Continue the passage on ODF export modes for Office plug-ins, starting right after its last sentence.

• _DOCUMENT EXCERPT_
◇ ◇ ◇

Now, if we let the customer choose, a logic conclusion might be to ask all
suppliers of plug-ins and converters if they can provide the following:

  A plug-in, converter that has an optional "full-fidelity" flag (like
a check-box in
  the "Save As" dialog), to let it save files either in:

  * "ODF" mode (full-fidelity == OFF):

     the exported file contains only fully specified ODF constructs
(no extensions).
     This guarantees full interop with all other applications that
process ODF. But,
     this export mode may be unable to represent all details of the document
     exactly.

     In a perfect world, the plug-in would be able to make it clear
during editing in
     MS Office which features can not be exported to pure ODF.

  * "ODFX" mode (full-fidelity == ON):

     the exported file may contain certain "foreign data". If the
plug-in is correctly
     implemented, this export mode guarantees full round-trip interop for
     documents when processed in MS Office + plug-in. But, this export mode
     will not guarantee full interop with other applications. To make
that clear to
     the users, I would prefer such documents are given the extension .odtx,
     .odpx, .odsx, etc.

◇ ◇ ◇

• _DATA RECORDS_
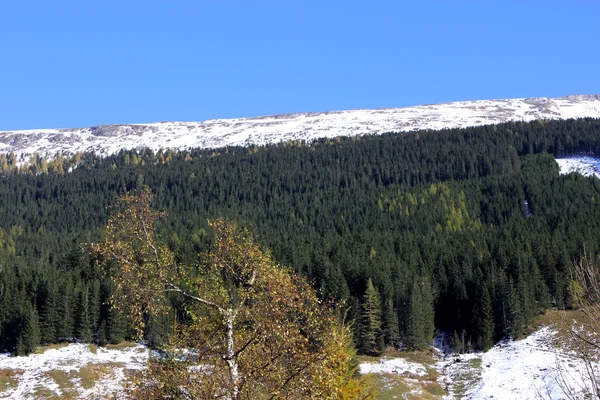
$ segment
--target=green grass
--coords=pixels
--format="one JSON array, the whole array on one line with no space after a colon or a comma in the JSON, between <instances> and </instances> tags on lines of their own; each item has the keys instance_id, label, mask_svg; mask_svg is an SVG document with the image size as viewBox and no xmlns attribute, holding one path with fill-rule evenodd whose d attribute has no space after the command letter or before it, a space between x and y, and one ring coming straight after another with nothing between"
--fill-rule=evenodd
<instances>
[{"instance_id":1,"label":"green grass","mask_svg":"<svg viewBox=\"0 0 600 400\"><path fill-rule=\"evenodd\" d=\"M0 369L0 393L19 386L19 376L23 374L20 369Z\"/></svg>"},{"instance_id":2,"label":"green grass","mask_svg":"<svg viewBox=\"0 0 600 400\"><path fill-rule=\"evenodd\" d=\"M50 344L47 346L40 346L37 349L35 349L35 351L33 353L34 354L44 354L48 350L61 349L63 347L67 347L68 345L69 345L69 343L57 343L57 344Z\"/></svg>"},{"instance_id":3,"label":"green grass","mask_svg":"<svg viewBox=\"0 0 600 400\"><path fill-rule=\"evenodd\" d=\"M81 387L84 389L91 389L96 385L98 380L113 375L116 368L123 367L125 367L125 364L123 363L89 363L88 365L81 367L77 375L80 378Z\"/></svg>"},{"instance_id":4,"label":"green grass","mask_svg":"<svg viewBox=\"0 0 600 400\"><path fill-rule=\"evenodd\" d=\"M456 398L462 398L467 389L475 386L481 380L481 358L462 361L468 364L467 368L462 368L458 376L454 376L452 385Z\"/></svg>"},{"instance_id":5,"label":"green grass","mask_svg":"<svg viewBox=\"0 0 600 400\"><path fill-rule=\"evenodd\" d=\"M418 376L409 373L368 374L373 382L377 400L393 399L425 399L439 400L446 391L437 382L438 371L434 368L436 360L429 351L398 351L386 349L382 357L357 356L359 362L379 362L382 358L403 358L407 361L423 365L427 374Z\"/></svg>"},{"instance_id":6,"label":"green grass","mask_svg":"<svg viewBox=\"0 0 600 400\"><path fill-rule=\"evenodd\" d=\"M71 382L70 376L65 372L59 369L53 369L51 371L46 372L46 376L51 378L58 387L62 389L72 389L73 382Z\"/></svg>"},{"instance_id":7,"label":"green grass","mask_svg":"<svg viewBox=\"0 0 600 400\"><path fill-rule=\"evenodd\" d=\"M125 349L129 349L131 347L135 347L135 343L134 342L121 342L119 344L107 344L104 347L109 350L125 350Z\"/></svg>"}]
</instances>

◇ ◇ ◇

• _ANSWER BELOW_
Once the plug-in's support both modes, a technical comparison is possible on
the quality level for "pure ODF" and "ODFX" mode, and the customer can choose,
case by case which model for migration he prefers. I have a view on that, but as
you state above, others have a different view.

Would the plug-in providers be interested to add this option ?

For the Foundation plug-in, that would be adding the "pure ODF" mode (if not
already present ?).

For the odf-converter project, this would require implementing e.g. the idea
that Daniel brought up. Since that is Open Source, anyone could implement
that idea.

With this proposal, actual customers with real cases can decide, even on a
case-by-case basis.

Of course, all of these are just my personal ideas, not official statements.